» **課題 A**
下の行のうち、語「glossy」を含むものをすべて書き写して示せ。大文字と小文字は区別する。

» **記事**
今日は大学時代の二人の友人を引き合わせる、という役目を果たしました
一人は大学教授、もう一人は経営コンサルタントで、研究したいテーマがあるので、大学のドクターコース(博士課程)に入って研究したいと考えている
この時期なので、ZOOMでネット会議ということになり、私も紹介した手前、初めてZOOM会議というものを体験しました
スマホがあれば、誰でも参加できます
そこでコンサルタントが、ドクターコースで研究したいテーマなど話したのですが、教授からは
「テーマをもっと狭く絞る必要がありますね」
というアドバイスでした
学部やマスター(修士)ならいざしらず、ドクター(博士)ともなると、人類の知の外延を少しでも広げることが学位授与の要件となる
それを成功させるためには、どんなに狭くてもいいから、他人のやっていない新たな研究テーマが必要になる(他人がやったテーマを、批判的に修正拡大するのはアリ)

» **課題用の行**
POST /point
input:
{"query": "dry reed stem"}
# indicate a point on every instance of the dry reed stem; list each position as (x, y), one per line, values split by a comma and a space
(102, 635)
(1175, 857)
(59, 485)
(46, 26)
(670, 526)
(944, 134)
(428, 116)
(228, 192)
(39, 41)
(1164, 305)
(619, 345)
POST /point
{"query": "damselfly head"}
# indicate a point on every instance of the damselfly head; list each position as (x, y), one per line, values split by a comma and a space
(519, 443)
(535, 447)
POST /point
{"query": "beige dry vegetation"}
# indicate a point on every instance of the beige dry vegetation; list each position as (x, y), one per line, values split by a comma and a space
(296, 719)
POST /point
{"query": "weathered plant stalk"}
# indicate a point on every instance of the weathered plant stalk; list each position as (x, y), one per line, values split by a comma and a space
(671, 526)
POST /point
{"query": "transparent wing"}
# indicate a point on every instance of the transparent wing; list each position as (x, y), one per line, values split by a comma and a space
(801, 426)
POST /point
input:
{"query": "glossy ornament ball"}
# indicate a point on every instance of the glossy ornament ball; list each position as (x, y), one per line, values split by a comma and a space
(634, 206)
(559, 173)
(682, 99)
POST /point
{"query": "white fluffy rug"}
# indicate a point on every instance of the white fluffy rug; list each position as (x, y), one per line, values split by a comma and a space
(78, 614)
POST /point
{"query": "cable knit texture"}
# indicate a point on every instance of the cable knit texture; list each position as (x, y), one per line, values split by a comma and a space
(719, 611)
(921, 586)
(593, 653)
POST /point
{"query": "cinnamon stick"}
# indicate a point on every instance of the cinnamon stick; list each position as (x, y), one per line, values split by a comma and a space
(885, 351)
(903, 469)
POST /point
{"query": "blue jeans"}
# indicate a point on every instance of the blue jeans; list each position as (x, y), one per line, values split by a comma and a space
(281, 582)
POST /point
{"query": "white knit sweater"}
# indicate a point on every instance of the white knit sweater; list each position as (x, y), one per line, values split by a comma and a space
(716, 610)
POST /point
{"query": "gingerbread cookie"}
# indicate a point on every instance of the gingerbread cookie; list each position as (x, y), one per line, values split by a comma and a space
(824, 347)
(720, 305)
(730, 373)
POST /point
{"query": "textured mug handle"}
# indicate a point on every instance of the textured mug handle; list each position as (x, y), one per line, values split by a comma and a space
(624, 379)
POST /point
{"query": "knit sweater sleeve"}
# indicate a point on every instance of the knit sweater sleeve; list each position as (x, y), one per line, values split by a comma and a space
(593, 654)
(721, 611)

» **課題 B**
上の記事を、一字も変えずに全文出力せよ。

» **解答 A**
{"query": "glossy ornament ball"}
# indicate a point on every instance of the glossy ornament ball; list each position as (x, y), one per line, values split by a comma and a space

» **解答 B**
今日は大学時代の二人の友人を引き合わせる、という役目を果たしました
一人は大学教授、もう一人は経営コンサルタントで、研究したいテーマがあるので、大学のドクターコース(博士課程)に入って研究したいと考えている
この時期なので、ZOOMでネット会議ということになり、私も紹介した手前、初めてZOOM会議というものを体験しました
スマホがあれば、誰でも参加できます
そこでコンサルタントが、ドクターコースで研究したいテーマなど話したのですが、教授からは
「テーマをもっと狭く絞る必要がありますね」
というアドバイスでした
学部やマスター(修士)ならいざしらず、ドクター(博士)ともなると、人類の知の外延を少しでも広げることが学位授与の要件となる
それを成功させるためには、どんなに狭くてもいいから、他人のやっていない新たな研究テーマが必要になる(他人がやったテーマを、批判的に修正拡大するのはアリ)